___ EXCERPTED RECORDS ___

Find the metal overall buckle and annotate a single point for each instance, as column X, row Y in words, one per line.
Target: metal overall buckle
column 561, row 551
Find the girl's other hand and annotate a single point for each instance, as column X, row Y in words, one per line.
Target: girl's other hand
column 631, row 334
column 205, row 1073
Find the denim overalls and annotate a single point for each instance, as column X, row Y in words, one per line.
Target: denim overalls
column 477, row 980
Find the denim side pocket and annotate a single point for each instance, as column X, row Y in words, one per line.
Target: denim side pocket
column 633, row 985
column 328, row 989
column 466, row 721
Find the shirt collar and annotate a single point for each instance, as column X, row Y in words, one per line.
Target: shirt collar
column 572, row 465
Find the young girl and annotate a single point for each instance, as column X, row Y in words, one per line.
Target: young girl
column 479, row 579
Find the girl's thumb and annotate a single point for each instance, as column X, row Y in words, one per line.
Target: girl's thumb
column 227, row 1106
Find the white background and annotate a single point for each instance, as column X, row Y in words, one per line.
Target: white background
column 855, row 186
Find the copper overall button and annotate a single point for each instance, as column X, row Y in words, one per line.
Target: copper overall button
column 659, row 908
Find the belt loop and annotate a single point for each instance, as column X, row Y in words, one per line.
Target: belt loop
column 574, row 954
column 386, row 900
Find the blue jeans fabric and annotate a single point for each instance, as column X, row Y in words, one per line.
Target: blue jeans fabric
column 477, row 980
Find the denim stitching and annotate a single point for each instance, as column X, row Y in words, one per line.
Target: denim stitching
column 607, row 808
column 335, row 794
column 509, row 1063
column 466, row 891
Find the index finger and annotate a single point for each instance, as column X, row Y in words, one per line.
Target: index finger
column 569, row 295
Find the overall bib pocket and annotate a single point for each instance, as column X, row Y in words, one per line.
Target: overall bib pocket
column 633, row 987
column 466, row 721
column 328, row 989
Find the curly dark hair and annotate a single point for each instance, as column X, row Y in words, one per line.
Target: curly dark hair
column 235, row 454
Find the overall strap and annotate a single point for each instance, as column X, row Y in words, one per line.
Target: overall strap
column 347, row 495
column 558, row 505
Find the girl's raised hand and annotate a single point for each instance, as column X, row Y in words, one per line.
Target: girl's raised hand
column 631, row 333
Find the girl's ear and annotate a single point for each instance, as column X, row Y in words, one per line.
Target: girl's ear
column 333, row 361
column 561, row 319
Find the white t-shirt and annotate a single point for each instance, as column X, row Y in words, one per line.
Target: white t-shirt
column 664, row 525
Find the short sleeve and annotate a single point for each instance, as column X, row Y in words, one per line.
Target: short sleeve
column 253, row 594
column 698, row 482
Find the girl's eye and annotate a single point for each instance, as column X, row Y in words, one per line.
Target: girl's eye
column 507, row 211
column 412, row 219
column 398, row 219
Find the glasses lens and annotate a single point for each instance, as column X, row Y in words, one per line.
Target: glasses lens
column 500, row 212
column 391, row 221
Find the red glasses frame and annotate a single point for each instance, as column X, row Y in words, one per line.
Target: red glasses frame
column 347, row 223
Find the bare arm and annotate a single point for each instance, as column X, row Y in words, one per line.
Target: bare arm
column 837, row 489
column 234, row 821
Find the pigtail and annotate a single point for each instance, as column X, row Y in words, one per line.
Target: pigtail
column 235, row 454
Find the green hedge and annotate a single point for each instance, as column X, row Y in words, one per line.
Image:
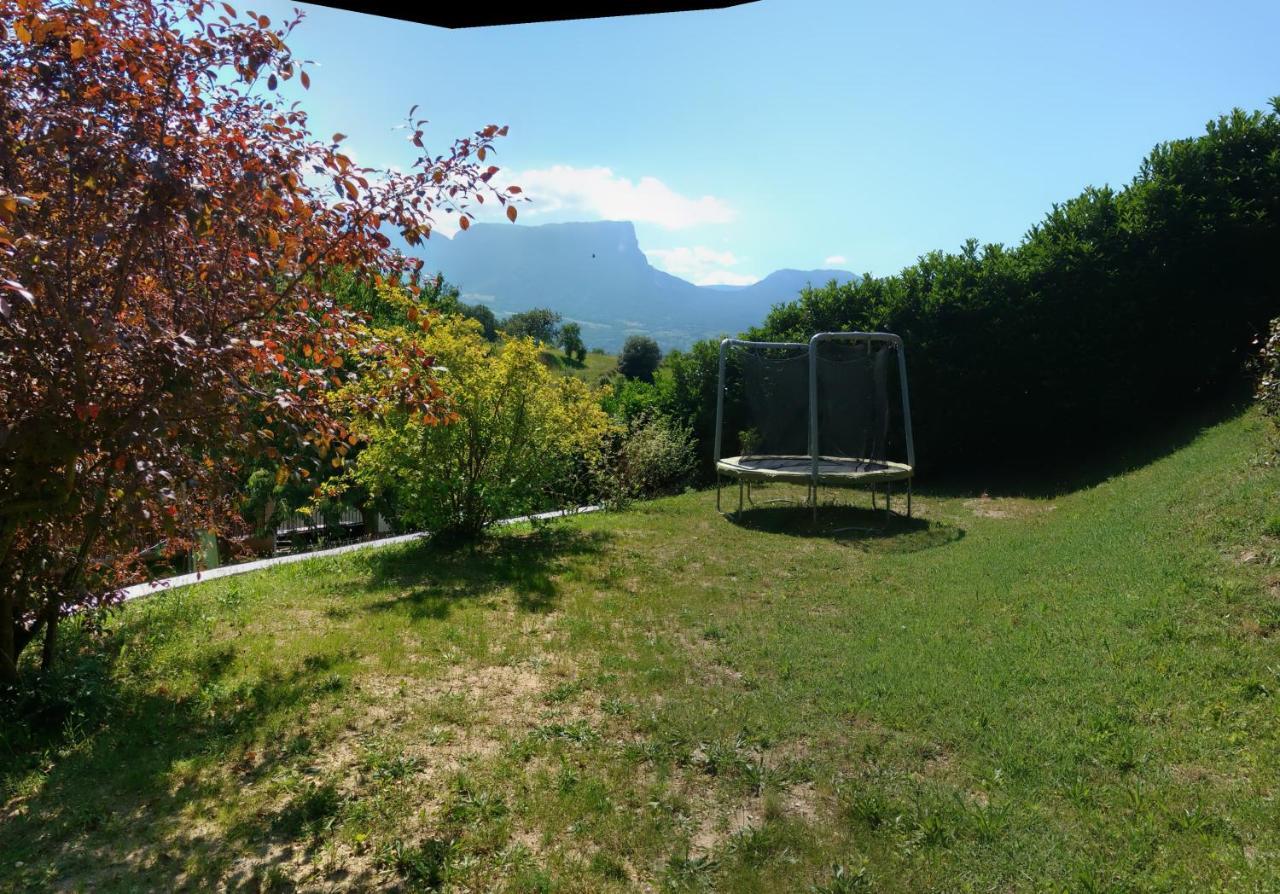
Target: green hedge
column 1114, row 313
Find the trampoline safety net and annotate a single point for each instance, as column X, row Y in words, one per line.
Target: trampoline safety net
column 841, row 397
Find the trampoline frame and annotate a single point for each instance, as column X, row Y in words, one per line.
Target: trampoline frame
column 814, row 479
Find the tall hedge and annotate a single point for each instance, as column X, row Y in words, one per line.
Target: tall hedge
column 1112, row 314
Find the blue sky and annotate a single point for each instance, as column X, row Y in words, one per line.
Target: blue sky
column 800, row 133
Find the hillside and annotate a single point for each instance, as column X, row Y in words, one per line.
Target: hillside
column 595, row 274
column 1009, row 693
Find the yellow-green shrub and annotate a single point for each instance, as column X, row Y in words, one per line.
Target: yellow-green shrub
column 515, row 437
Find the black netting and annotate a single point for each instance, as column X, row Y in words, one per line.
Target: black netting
column 776, row 387
column 859, row 401
column 853, row 398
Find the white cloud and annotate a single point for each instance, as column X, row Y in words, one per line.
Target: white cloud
column 602, row 194
column 700, row 265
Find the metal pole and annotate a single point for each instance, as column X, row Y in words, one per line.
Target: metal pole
column 720, row 401
column 906, row 404
column 813, row 420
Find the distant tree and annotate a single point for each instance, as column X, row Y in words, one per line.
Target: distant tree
column 517, row 433
column 483, row 315
column 640, row 357
column 571, row 341
column 542, row 324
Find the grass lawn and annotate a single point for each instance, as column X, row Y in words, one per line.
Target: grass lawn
column 592, row 370
column 1072, row 692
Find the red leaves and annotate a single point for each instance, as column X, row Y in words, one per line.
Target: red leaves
column 17, row 288
column 195, row 229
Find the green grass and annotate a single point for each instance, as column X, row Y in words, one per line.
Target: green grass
column 1057, row 693
column 593, row 370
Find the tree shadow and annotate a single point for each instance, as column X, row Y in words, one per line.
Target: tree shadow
column 1084, row 465
column 430, row 578
column 114, row 781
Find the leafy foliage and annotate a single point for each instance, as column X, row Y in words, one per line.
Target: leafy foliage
column 167, row 227
column 640, row 357
column 540, row 324
column 571, row 341
column 1114, row 313
column 1267, row 366
column 516, row 433
column 650, row 457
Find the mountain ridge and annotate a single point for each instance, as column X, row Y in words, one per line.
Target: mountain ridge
column 595, row 274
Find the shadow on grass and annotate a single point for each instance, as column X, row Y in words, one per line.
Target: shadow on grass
column 112, row 785
column 850, row 525
column 433, row 578
column 1097, row 457
column 120, row 774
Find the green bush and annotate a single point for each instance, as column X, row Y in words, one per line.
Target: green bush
column 1269, row 374
column 639, row 359
column 510, row 446
column 1115, row 313
column 650, row 457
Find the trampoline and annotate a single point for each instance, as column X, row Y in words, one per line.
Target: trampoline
column 816, row 413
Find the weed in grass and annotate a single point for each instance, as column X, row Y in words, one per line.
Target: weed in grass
column 685, row 872
column 845, row 880
column 616, row 707
column 563, row 692
column 577, row 731
column 867, row 806
column 608, row 867
column 423, row 866
column 311, row 812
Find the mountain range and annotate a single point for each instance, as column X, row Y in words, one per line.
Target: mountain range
column 595, row 274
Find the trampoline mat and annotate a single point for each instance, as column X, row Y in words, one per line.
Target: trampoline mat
column 833, row 470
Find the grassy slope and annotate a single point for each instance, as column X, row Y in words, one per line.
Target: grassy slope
column 1016, row 694
column 595, row 368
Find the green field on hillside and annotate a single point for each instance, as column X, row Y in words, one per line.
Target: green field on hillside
column 593, row 370
column 1010, row 692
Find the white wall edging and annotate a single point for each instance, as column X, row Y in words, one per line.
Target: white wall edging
column 257, row 565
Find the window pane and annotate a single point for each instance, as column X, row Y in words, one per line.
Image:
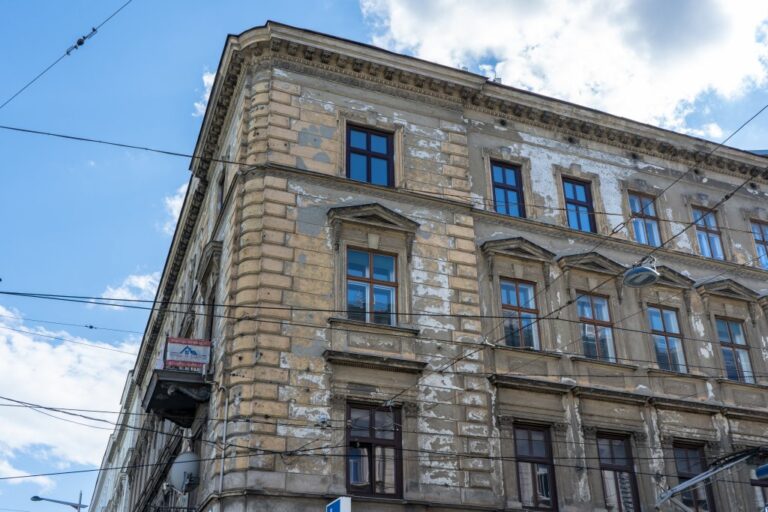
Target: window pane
column 358, row 466
column 357, row 139
column 360, row 422
column 379, row 144
column 357, row 301
column 357, row 167
column 379, row 171
column 383, row 267
column 654, row 317
column 384, row 423
column 385, row 462
column 383, row 305
column 357, row 263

___

STATED EXERCISE:
Give an exact reproduction of every line, leaving out any picture.

TASK RESULT:
Find the metal overall buckle and annotate a single point for each instance, as column X, row Y in words, one per line.
Target: metal overall buckle
column 561, row 551
Find the girl's other hand and annotate a single point for each instance, as column X, row Y in words, one per line.
Target: girl's other hand
column 631, row 334
column 205, row 1073
Find the denim overalls and annotate a single point for each instance, as column X, row Y in words, one per line.
Target: denim overalls
column 477, row 980
Find the denim side pocket and annotate a single point for each instance, as column X, row Y in words, one per line.
Target: denim side pocket
column 633, row 985
column 328, row 989
column 466, row 721
Find the shirt collar and annotate a single point for each instance, as column X, row Y in words, one per line.
Target: shirt collar
column 572, row 465
Find the young girl and annotate a single point for each instance, as column X, row Y in words, one per line.
Target: young girl
column 479, row 579
Find the girl's thumb and annotate a single point for each instance, as column X, row Y in words, one per line.
Target: girl's thumb
column 227, row 1106
Find the white background and annotate a single point for each instance, as column X, row Y in words, one per line.
Target: white background
column 855, row 186
Find the copper overall button and annotate a single point for each instance, as column X, row Y in words, one per line.
Target: copper overall button
column 659, row 908
Find the belt loop and annotate a single point for each instance, as column X, row Y in words, one per line.
Target: belt loop
column 574, row 954
column 386, row 900
Find the blue jeans fabric and annotate a single point for each instance, as column X, row Y in words, one per line.
Target: blue jeans fabric
column 477, row 980
Find the denim stitching and annotate a single point for each instance, as column X, row Y in words, one per line.
Target: denim stitching
column 607, row 808
column 335, row 794
column 509, row 1063
column 466, row 891
Find the index finger and annotate a single point for each instance, as column X, row Y in words, one per line.
Target: index finger
column 569, row 295
Find the overall bib pocket and annotate a single point for each instance, as column X, row Y in words, one per line.
Target: overall bib pocket
column 633, row 987
column 466, row 721
column 328, row 989
Find the curly dark hair and annotate a single point for each instance, as column X, row Y in words, one per line.
Target: curly dark hair
column 235, row 454
Find the overall strap and annotate a single point for each instance, as column X, row Y in words, one per line.
Target: overall strap
column 347, row 495
column 558, row 505
Find the girl's raised hand and annotate a single point for each instance, as column X, row Y in words, one per line.
Target: girl's raised hand
column 631, row 333
Find the girl's ear and annotate a single point for each instance, as column X, row Y in words, one per line.
Target: girl's ear
column 333, row 361
column 561, row 319
Find the white t-shirt and annotate a single point for each instance, as column X, row Y in words, one per line.
Target: white t-shirt
column 664, row 525
Find the short sleeve and annotate a single point for each instance, as column X, row Y in words, one per line.
Target: short sleeve
column 253, row 594
column 698, row 482
Find the girl's eye and annotate a single point for each instance, as column X, row Y in words, one per line.
Target: girl's eye
column 507, row 211
column 412, row 219
column 398, row 219
Find the glasses lens and annotate a single point for each instance, as column X, row Y in words, one per line.
Target: glasses lens
column 500, row 212
column 391, row 221
Find the red glasses frame and annotate a single point for each instance, as column X, row Y in words, one per line.
Target: red glasses frame
column 347, row 223
Find the bare arm and annotate a single point for each instance, as column X, row Y in words, one per line.
Target: bare arm
column 837, row 489
column 234, row 821
Find the pigtail and annotate a single point for each instance, as column X, row Y in words, one per line.
Target: pigtail
column 235, row 454
Find the green hedge and annotate a single point for each instance, as column X, row Y in words, one per line.
Image:
Target: green hedge
column 1114, row 313
Find the trampoline safety net and annotate a single point for each instance, as column X, row Y in words, one per line.
Target: trampoline safety net
column 841, row 397
Find the trampoline frame and annotate a single point for each instance, as column X, row Y in words, one per line.
Target: trampoline frame
column 814, row 479
Find the tall hedge and annotate a single point for each instance, as column X, row Y in words, one per line.
Target: tall hedge
column 1112, row 314
Find the blue sky and annotate a single point for each instance, as column X, row Y in words, one per line.
Target: blue sky
column 800, row 133
Find the hillside and annotate a single point for each instance, as column X, row Y in words, one per line.
Target: hillside
column 595, row 274
column 1009, row 693
Find the yellow-green shrub and annotate a single point for each instance, as column X, row Y in words, one per line.
Target: yellow-green shrub
column 515, row 437
Find the black netting and annotate a single point for each instance, as column X, row Y in words, one per line.
Target: black netting
column 776, row 387
column 859, row 401
column 853, row 398
Find the white cloud and annotate a single point for each instance, as column X, row Y in words, one per line.
Target: white cloud
column 602, row 194
column 700, row 265
Find the metal pole and annotate a single point for each instance, as column X, row Y in words, one per line.
Target: metal pole
column 720, row 401
column 906, row 404
column 813, row 420
Find the distant tree and annotate a single point for each instance, as column X, row Y in words, one per line.
Target: distant tree
column 517, row 433
column 483, row 315
column 640, row 357
column 571, row 341
column 542, row 324
Find the grass lawn and annotate a single point for each instance, as column X, row Y in words, one per line.
Target: grass lawn
column 592, row 370
column 1072, row 692
Find the red leaves and annotate a single point for each instance, as column X, row Y in words, one per line.
Target: red leaves
column 17, row 288
column 195, row 229
Find the green grass and annotate a single point for each instance, as column X, row Y in words, one per line.
Target: green grass
column 1057, row 693
column 593, row 370
Find the tree shadow and annotate a single point for each instance, as column X, row Y in words, one per line.
Target: tree shadow
column 1084, row 465
column 430, row 578
column 114, row 781
Find the leafy foliage and annotate a single point for each instance, as column X, row Y in words, one per line.
Target: leafy foliage
column 167, row 227
column 640, row 357
column 540, row 324
column 571, row 341
column 1114, row 313
column 1267, row 366
column 516, row 433
column 650, row 457
Find the mountain ridge and annotate a single point for each instance, as column X, row Y in words, one per line.
Target: mountain ridge
column 595, row 274
Find the shadow on grass and annotate a single point for each instance, as column X, row Y in words, one per line.
Target: shadow on grass
column 112, row 785
column 850, row 525
column 433, row 578
column 1097, row 457
column 120, row 774
Find the green bush and annotate a single point for each instance, as column X, row Y in words, one per line.
Target: green bush
column 1269, row 374
column 639, row 359
column 510, row 446
column 1115, row 313
column 650, row 457
Find the trampoline and annotate a single point for each instance, as column X, row Y in words, one per line.
Target: trampoline
column 816, row 413
Find the weed in grass and annotate a single point for each instance, as column X, row Y in words, one per line.
Target: weed in grass
column 685, row 872
column 845, row 880
column 616, row 707
column 563, row 692
column 577, row 731
column 867, row 806
column 608, row 867
column 423, row 866
column 311, row 812
Find the mountain range and annotate a single point for each instance, as column X, row Y in words, one per line.
Target: mountain range
column 595, row 274
Find the trampoline mat and annotate a single point for each instance, as column X, row Y in words, one per line.
Target: trampoline mat
column 833, row 470
Find the grassy slope and annotate a single point for each instance, as column X, row Y in words, one per line.
Target: grassy slope
column 1016, row 694
column 595, row 368
Find the green field on hillside and annotate a single point for each instance, as column X, row Y in words, one per line.
Target: green field on hillside
column 593, row 370
column 1010, row 692
Find the white wall edging and annotate a single point for each instance, as column X, row Y in words, one per line.
Target: white wall edging
column 257, row 565
Find the window pane and annotate a single point for each instance, as column X, row Y in words, one per line.
Image:
Target: window pane
column 358, row 466
column 357, row 139
column 360, row 422
column 379, row 144
column 357, row 301
column 357, row 167
column 379, row 171
column 383, row 267
column 654, row 317
column 384, row 423
column 385, row 462
column 383, row 305
column 357, row 263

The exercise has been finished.